Rewrite each line of the records below as one string in a JSON list, and leave out any blank lines.
━━━━━ Entries provided ━━━━━
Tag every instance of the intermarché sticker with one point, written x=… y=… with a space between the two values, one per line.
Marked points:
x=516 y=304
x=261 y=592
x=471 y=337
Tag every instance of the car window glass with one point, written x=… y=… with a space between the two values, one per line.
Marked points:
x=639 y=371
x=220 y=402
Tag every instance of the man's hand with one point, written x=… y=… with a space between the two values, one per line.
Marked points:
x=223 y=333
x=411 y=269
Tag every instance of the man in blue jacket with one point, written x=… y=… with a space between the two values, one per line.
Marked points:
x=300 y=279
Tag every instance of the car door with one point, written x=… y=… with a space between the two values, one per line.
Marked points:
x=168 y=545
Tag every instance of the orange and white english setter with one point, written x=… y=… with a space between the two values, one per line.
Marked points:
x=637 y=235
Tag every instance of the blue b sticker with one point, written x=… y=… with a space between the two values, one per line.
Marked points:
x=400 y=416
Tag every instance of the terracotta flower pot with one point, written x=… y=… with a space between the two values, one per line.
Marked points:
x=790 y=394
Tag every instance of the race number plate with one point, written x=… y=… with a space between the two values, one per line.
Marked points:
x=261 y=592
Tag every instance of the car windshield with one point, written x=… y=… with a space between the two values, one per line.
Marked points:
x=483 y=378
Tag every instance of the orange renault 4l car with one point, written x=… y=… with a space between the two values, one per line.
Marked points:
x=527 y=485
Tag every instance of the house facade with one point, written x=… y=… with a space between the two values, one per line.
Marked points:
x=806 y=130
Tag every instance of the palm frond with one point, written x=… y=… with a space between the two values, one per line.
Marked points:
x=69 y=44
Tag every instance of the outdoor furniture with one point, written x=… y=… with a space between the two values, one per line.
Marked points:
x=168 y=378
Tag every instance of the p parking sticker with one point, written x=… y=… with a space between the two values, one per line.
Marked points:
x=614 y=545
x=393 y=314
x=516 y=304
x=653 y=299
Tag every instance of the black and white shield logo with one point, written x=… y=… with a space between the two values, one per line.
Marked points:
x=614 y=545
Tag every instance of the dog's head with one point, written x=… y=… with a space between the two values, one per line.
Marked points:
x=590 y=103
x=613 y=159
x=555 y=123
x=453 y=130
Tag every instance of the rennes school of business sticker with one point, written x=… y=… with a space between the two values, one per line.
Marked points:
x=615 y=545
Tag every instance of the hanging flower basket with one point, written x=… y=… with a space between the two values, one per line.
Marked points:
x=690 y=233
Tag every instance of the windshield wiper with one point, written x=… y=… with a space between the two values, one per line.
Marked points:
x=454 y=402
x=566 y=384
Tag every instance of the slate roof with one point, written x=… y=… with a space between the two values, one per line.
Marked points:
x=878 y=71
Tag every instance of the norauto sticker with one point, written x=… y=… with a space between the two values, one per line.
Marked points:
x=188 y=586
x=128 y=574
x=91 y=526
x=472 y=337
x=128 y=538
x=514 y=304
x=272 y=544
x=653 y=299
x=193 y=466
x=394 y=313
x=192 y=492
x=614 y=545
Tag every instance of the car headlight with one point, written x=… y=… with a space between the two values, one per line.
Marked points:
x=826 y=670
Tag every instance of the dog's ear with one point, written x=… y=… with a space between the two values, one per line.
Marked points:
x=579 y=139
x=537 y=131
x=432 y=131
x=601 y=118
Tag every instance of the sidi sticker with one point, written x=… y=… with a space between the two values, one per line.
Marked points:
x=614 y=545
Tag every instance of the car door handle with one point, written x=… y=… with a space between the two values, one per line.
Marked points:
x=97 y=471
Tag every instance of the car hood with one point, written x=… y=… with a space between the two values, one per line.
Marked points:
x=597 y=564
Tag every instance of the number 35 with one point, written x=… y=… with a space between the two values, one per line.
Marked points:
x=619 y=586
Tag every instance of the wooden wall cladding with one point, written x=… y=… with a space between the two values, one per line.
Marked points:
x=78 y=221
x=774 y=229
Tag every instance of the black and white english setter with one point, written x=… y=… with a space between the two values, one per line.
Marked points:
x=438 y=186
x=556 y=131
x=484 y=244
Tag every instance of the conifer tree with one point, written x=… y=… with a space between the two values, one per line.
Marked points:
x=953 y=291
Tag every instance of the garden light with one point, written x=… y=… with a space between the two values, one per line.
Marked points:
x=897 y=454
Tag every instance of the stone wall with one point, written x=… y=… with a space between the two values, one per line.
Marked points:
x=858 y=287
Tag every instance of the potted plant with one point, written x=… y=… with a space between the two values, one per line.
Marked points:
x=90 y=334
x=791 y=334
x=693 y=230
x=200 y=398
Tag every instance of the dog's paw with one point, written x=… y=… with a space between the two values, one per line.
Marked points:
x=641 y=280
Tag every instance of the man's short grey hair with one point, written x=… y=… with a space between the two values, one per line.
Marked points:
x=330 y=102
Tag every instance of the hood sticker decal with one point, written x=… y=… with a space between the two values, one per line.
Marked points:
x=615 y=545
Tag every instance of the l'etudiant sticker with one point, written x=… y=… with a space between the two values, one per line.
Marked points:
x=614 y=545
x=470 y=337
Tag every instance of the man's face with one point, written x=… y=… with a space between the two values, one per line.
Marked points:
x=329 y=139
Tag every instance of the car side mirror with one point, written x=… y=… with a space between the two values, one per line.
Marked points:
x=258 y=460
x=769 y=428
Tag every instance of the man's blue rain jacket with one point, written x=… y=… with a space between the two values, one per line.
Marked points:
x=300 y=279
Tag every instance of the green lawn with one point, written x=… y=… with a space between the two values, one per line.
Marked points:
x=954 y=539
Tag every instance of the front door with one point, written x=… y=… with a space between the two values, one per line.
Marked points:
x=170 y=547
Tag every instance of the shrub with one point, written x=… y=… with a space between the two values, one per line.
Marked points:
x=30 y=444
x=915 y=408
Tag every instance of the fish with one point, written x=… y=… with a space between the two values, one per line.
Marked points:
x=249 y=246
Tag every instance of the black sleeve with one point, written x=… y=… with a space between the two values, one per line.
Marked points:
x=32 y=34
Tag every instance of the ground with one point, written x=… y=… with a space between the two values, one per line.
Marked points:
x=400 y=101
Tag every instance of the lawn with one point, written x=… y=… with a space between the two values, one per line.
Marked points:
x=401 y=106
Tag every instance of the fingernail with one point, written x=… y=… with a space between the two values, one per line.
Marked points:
━━━━━
[Output for this task]:
[
  "Tag every instance of the intermarché sticker with one point, written x=… y=… with a space between the two values, one per line.",
  "Marked points:",
  "x=516 y=304",
  "x=261 y=592",
  "x=471 y=337",
  "Tag every instance of the car window glass with one point, written x=… y=… with a space between the two values, one per line.",
  "Marked points:",
  "x=639 y=371",
  "x=220 y=402",
  "Tag every instance of the man's hand with one point, written x=… y=… with a space between the two values, one per line.",
  "Marked points:",
  "x=223 y=333",
  "x=411 y=269",
  "Tag every instance of the man in blue jacket with one point, written x=… y=… with a space between the two values, one per line.",
  "Marked points:",
  "x=300 y=279",
  "Tag every instance of the car door with one point, written x=… y=… with a space between the two values, one per line.",
  "Marked points:",
  "x=168 y=545",
  "Tag every instance of the orange and white english setter with one point, written x=… y=… with a space between the two values, one per line.",
  "Marked points:",
  "x=637 y=235",
  "Tag every instance of the blue b sticker with one point, written x=… y=… with a space between the two values, one per line.",
  "Marked points:",
  "x=400 y=416",
  "Tag every instance of the terracotta flower pot with one point, written x=… y=… with a space between the two values, one per line.",
  "Marked points:",
  "x=790 y=394",
  "Tag every instance of the race number plate with one point, written x=… y=… with a space between the two values, one per line.",
  "Marked points:",
  "x=261 y=592",
  "Tag every instance of the car windshield with one point, written x=… y=… with a space between the two values, one per line.",
  "Marked points:",
  "x=483 y=378",
  "Tag every instance of the orange renault 4l car with one point, written x=… y=… with a space between the two values, one per line.",
  "Marked points:",
  "x=527 y=485",
  "Tag every instance of the house facade with one point, written x=… y=… with a space between the two values, one per line.",
  "Marked points:",
  "x=806 y=130",
  "Tag every instance of the palm frond with one point, written x=… y=… with a space between the two values, one per line.",
  "Marked points:",
  "x=69 y=44",
  "Tag every instance of the outdoor furniture with one point, written x=… y=… with a space between the two values, one per line.",
  "Marked points:",
  "x=168 y=378",
  "Tag every instance of the p parking sticker with one point, written x=… y=… with a space between the two values, one per line.",
  "Marked points:",
  "x=614 y=545",
  "x=393 y=314",
  "x=516 y=304",
  "x=653 y=299",
  "Tag every instance of the black and white shield logo with one point, written x=… y=… with a space between the two values, one per line.",
  "Marked points:",
  "x=614 y=545",
  "Tag every instance of the dog's head with one point, written x=… y=… with a space between the two values, one per line.",
  "Marked points:",
  "x=590 y=103",
  "x=613 y=159",
  "x=555 y=123",
  "x=453 y=130",
  "Tag every instance of the rennes school of business sticker with one point, written x=… y=… with a space between the two values, one per line.",
  "Marked points:",
  "x=615 y=545",
  "Tag every instance of the hanging flower basket with one point, written x=… y=… with a space between the two values, one per line.",
  "Marked points:",
  "x=690 y=233",
  "Tag every instance of the windshield wiper with one point, written x=… y=… with a space between the two values, one per line.",
  "Marked points:",
  "x=454 y=402",
  "x=566 y=384",
  "Tag every instance of the slate roof with one point, written x=… y=… with a space between the two values, one per line.",
  "Marked points:",
  "x=878 y=71",
  "Tag every instance of the norauto sticker with one point, written x=… y=… with a space between the two values, one per line.",
  "Marked points:",
  "x=188 y=586",
  "x=128 y=574",
  "x=91 y=526",
  "x=472 y=337",
  "x=128 y=538",
  "x=514 y=304",
  "x=272 y=544",
  "x=653 y=299",
  "x=193 y=466",
  "x=394 y=313",
  "x=192 y=492",
  "x=614 y=545",
  "Tag every instance of the car headlight with one point, written x=… y=… with a space between the two values, one per line.",
  "Marked points:",
  "x=826 y=670",
  "Tag every instance of the dog's ear with one point, written x=… y=… with a space between the two values, one per line.",
  "Marked points:",
  "x=579 y=139",
  "x=537 y=131",
  "x=432 y=131",
  "x=601 y=118",
  "Tag every instance of the sidi sticker with one point, written x=… y=… with a space between the two values, one per line.",
  "Marked points:",
  "x=614 y=545",
  "Tag every instance of the car door handle with one point, written x=… y=… with a space between the two values, one per line.",
  "Marked points:",
  "x=97 y=471",
  "Tag every instance of the car hood with one point, written x=… y=… with a space between the two values, one per line.",
  "Marked points:",
  "x=597 y=564",
  "Tag every instance of the number 35 with one point, written x=… y=… with a space between the two values, one per line.",
  "Marked points:",
  "x=619 y=586",
  "Tag every instance of the wooden wall cladding with one point, written x=… y=… with a space between the two values, one per line.",
  "Marked points:",
  "x=78 y=221",
  "x=774 y=229",
  "Tag every instance of the black and white english setter with one point, written x=… y=… with a space between the two values, one per line.",
  "Marked points:",
  "x=438 y=186",
  "x=556 y=131",
  "x=484 y=244",
  "Tag every instance of the conifer tree with one point, written x=… y=… with a space between the two values, one per line.",
  "Marked points:",
  "x=953 y=291",
  "Tag every instance of the garden light with one point, written x=… y=… with a space between the two values, one per line.",
  "Marked points:",
  "x=897 y=454",
  "Tag every instance of the stone wall with one point, written x=… y=… with a space between the two values, one per line.",
  "Marked points:",
  "x=858 y=287",
  "Tag every instance of the potted plant with one point, written x=… y=… with a space between the two values, one per line.",
  "Marked points:",
  "x=90 y=334",
  "x=791 y=334",
  "x=693 y=230",
  "x=200 y=398",
  "Tag every instance of the dog's paw with one point, written x=… y=… with a space between the two values, one per line.",
  "Marked points:",
  "x=641 y=280",
  "Tag every instance of the man's short grey hair with one point, written x=… y=… with a space between the two values, one per line.",
  "Marked points:",
  "x=330 y=102",
  "Tag every instance of the hood sticker decal with one point, written x=… y=… with a space between the two values, one per line.",
  "Marked points:",
  "x=615 y=545",
  "Tag every instance of the l'etudiant sticker with one point, written x=… y=… with a space between the two values, one per line.",
  "Marked points:",
  "x=614 y=545",
  "x=470 y=337",
  "Tag every instance of the man's face with one point, written x=… y=… with a space between the two values, one per line.",
  "Marked points:",
  "x=329 y=139",
  "Tag every instance of the car side mirror with one point, written x=… y=… with a space between the two values, one per line.",
  "Marked points:",
  "x=258 y=460",
  "x=769 y=428",
  "Tag every instance of the man's blue rain jacket with one point, written x=… y=… with a space between the two values, one per line.",
  "Marked points:",
  "x=300 y=279",
  "Tag every instance of the green lawn with one point, written x=… y=… with a space between the two values, one per line.",
  "Marked points:",
  "x=954 y=539",
  "Tag every instance of the front door with one point, written x=… y=… with a space between the two values, one per line.",
  "Marked points:",
  "x=170 y=547",
  "Tag every instance of the shrub with one point, written x=… y=… with a space between the two values, one per line.",
  "Marked points:",
  "x=30 y=444",
  "x=915 y=408",
  "Tag every instance of the fish with one point, written x=… y=… with a space between the two values, one per line.",
  "Marked points:",
  "x=249 y=246",
  "Tag every instance of the black sleeve with one point, written x=… y=… with a space between the two values, one per line.",
  "Marked points:",
  "x=32 y=34",
  "Tag every instance of the ground with one point, written x=… y=… with a space between the two values, one per line.",
  "Marked points:",
  "x=400 y=101",
  "Tag every instance of the lawn with one point, written x=… y=… with a space between the two values, one per line.",
  "Marked points:",
  "x=401 y=106",
  "Tag every instance of the fingernail with one point, written x=… y=… with a space between the two values, one per line.",
  "Marked points:"
]